(Rows from a pointing dataset)
+---+
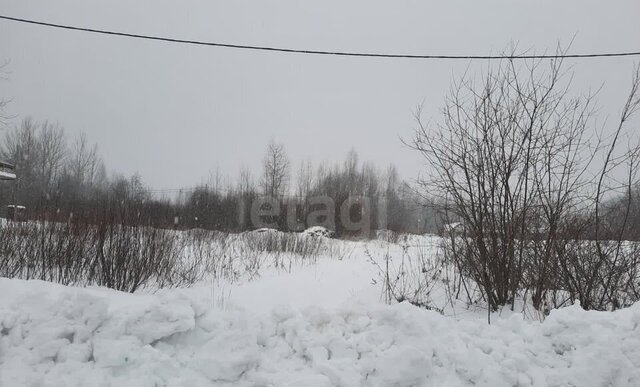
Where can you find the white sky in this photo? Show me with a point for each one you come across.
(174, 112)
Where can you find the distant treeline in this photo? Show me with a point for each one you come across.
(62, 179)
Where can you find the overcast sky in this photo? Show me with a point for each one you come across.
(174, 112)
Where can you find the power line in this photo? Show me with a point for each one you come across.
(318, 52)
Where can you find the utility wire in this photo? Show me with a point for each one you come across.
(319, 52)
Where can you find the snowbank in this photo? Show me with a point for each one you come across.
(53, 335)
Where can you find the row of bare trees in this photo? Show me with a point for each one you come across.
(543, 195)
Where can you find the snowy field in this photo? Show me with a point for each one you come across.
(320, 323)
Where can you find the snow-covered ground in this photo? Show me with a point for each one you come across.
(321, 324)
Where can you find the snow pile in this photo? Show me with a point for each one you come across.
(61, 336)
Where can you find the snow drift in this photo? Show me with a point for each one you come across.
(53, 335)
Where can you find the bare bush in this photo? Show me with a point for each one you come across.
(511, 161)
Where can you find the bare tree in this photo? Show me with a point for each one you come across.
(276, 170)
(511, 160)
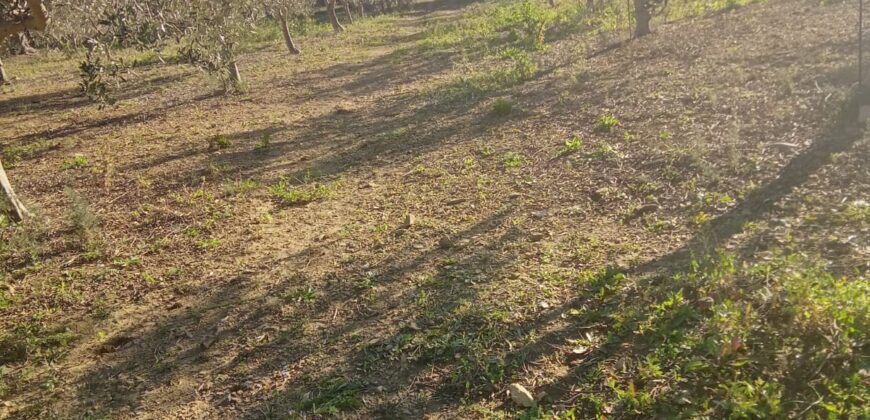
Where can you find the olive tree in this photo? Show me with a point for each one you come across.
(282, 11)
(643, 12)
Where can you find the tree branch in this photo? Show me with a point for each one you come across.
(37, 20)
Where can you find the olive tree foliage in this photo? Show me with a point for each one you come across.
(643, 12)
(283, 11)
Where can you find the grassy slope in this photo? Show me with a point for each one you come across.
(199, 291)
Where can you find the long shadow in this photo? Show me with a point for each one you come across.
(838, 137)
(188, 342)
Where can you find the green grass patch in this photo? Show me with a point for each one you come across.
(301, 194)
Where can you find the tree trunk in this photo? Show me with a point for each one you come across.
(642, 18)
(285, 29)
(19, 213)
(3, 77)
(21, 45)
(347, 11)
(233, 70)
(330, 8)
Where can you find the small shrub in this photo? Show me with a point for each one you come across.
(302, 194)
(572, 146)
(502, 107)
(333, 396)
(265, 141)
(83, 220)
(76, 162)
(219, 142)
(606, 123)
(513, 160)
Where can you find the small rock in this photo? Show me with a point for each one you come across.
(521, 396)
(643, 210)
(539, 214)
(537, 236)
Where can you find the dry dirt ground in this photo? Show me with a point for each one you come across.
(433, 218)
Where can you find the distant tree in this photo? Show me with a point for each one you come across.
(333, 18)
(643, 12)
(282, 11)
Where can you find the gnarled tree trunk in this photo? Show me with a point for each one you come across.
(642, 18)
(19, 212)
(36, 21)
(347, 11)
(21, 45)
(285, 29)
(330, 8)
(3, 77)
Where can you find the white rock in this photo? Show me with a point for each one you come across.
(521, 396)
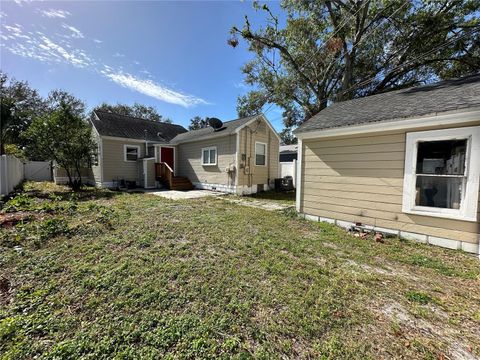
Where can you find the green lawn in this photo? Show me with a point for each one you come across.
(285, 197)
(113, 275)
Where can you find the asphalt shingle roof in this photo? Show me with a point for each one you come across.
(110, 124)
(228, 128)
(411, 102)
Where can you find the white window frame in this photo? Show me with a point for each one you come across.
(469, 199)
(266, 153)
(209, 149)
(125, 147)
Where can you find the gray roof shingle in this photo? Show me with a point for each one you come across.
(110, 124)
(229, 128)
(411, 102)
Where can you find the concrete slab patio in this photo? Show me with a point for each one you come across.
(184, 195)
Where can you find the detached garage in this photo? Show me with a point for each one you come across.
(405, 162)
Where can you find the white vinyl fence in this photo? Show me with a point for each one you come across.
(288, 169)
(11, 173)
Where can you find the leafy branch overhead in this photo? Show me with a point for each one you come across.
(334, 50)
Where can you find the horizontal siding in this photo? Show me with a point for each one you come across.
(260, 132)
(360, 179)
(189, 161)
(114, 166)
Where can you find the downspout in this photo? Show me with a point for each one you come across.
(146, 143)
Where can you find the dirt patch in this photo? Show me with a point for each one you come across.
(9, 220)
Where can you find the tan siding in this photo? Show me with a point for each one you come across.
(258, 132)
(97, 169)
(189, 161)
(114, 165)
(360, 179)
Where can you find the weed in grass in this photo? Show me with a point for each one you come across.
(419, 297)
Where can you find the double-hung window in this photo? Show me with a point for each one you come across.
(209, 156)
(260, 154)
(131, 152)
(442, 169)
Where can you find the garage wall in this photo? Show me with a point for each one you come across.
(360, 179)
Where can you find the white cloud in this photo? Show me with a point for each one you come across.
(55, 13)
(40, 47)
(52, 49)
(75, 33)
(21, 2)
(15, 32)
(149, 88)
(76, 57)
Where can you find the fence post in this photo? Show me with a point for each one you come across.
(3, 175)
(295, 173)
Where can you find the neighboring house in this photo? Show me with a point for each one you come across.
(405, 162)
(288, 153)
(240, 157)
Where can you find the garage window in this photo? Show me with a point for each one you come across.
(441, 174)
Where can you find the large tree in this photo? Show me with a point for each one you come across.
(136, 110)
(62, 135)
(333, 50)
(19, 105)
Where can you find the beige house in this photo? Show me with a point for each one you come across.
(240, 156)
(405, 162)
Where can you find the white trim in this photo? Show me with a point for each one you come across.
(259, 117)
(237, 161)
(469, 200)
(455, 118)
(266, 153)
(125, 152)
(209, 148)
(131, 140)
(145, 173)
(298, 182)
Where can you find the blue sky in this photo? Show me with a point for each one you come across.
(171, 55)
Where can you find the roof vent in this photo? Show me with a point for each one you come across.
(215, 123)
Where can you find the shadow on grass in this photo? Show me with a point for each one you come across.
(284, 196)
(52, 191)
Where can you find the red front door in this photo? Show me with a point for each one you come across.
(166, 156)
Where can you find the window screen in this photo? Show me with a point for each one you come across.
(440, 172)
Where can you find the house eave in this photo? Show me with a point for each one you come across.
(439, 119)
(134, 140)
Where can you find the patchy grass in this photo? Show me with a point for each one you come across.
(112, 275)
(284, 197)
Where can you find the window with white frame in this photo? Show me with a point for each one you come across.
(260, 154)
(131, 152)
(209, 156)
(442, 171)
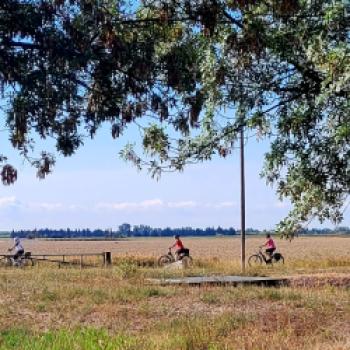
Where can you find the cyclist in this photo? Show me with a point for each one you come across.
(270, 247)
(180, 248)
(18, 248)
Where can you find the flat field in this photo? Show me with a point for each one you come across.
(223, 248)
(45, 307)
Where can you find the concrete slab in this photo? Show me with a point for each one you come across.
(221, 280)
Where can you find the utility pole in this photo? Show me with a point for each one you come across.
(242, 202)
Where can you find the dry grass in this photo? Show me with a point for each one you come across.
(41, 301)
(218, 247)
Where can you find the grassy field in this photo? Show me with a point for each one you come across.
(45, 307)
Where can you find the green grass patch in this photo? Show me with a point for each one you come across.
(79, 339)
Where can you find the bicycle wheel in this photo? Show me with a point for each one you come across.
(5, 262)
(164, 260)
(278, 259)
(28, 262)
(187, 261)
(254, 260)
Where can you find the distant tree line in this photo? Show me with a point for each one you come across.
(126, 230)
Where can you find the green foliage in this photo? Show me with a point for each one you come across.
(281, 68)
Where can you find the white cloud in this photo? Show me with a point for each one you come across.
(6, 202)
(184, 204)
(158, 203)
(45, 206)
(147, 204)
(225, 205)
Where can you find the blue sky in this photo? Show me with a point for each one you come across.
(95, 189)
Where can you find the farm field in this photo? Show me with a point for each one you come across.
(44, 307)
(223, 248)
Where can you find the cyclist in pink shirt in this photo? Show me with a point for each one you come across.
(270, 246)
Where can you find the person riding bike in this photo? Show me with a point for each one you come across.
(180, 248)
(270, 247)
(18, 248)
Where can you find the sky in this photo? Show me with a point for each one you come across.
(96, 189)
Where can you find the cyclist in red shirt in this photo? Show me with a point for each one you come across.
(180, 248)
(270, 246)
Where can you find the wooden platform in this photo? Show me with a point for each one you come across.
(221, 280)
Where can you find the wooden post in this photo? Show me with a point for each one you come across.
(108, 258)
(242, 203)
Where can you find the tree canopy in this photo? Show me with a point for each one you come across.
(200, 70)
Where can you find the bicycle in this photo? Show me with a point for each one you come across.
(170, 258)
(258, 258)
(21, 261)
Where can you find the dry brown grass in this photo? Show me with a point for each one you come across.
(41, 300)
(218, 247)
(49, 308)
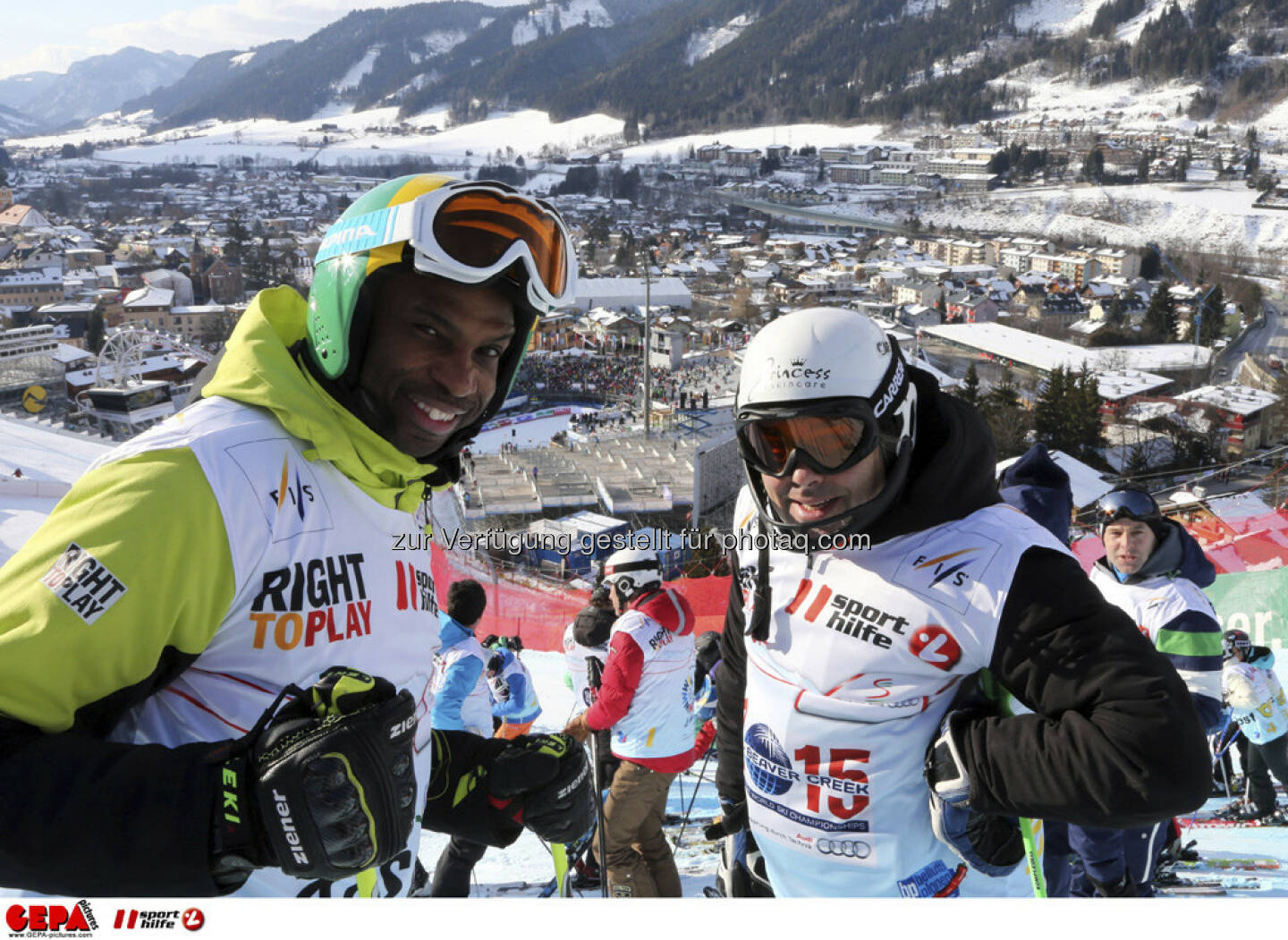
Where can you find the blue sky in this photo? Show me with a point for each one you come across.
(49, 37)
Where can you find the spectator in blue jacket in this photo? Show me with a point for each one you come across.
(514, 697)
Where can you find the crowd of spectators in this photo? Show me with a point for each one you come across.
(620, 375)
+---+
**Problem details**
Copy out exactly the lines between the line containing "Where can you find the green foliage" and the end of the entries, including both, and leave the pictures behind.

**Full answer**
Where can you find the green foliage in this photo? Show me with a point for each one you come across.
(281, 68)
Where can you find the white cloud in this photo? Show me with a point for each one you come across.
(6, 202)
(184, 204)
(158, 203)
(45, 206)
(147, 204)
(225, 205)
Where can you find the blue sky in this photo? Show me with a point for each one you come across.
(95, 189)
Where can you find the farm field in this photo? Show me with a point for each one you come across.
(44, 307)
(223, 248)
Where can you find the cyclist in pink shirt in this photo? Show me with a point for each one you come across.
(270, 246)
Where can you find the person riding bike in this photo? Show me with a point for each one you come across.
(180, 248)
(270, 247)
(18, 248)
Where can you find the sky in this photo? Show me with a point for each one you come across.
(96, 189)
Where can you find the cyclist in red shirt in this photo? Show me with a point for each one you come across.
(180, 248)
(270, 246)
Where can you find the wooden platform in this photo? Show me with a point for each one you come across.
(221, 280)
Where can you find the wooden post in this photo? Show me with a point for each one you come across.
(108, 258)
(242, 203)
Where can you find the tree canopy in this photo? Show me with a point for each one you come across.
(200, 70)
Where can you find the bicycle in this photo? Show me with a point for each one you come across.
(170, 258)
(258, 258)
(21, 261)
Where can you find the dry brown grass in this photo? Show me with a point for each one you come across.
(41, 300)
(218, 247)
(49, 308)
Where can you find the blue sky in this photo? Show me with a point for each one you come across.
(49, 37)
Where can you find the spectator in blue jacket in this photo? Show me with a point for each one you come across.
(514, 697)
Where can you find the crowd of spectators in this photo? Show me with a point for each one you come across.
(620, 375)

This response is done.